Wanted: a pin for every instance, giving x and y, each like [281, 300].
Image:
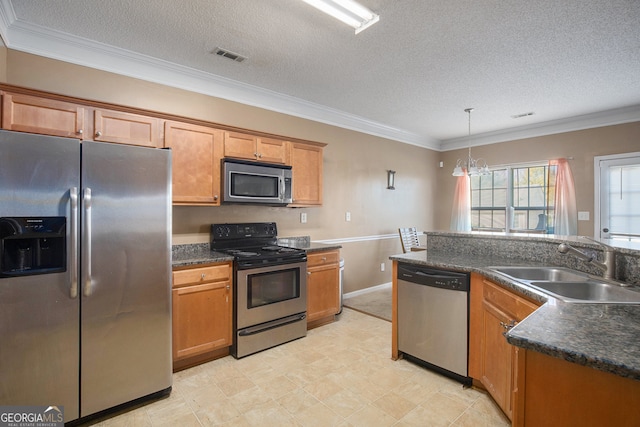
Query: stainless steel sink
[572, 286]
[547, 274]
[590, 291]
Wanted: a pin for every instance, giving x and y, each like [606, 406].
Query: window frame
[509, 208]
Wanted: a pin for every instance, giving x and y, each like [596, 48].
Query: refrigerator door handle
[73, 199]
[87, 243]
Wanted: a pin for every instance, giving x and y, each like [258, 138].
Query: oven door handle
§
Write the entries above out again exactly, but not the pictures.

**Worked solution**
Wanted: a pin for every instance, giving x and y, each like [281, 300].
Image:
Query: stainless steel sink
[572, 286]
[547, 274]
[590, 291]
Wanted: a pin for every instance, giving x and y, each like [606, 406].
Query: window frame
[509, 208]
Wanted: a pin for every instance, giving x and y, each like [596, 48].
Query: refrigerator door handle
[73, 199]
[87, 243]
Wanted: a pin for every instance, giving x and y, each like [258, 138].
Query: oven door handle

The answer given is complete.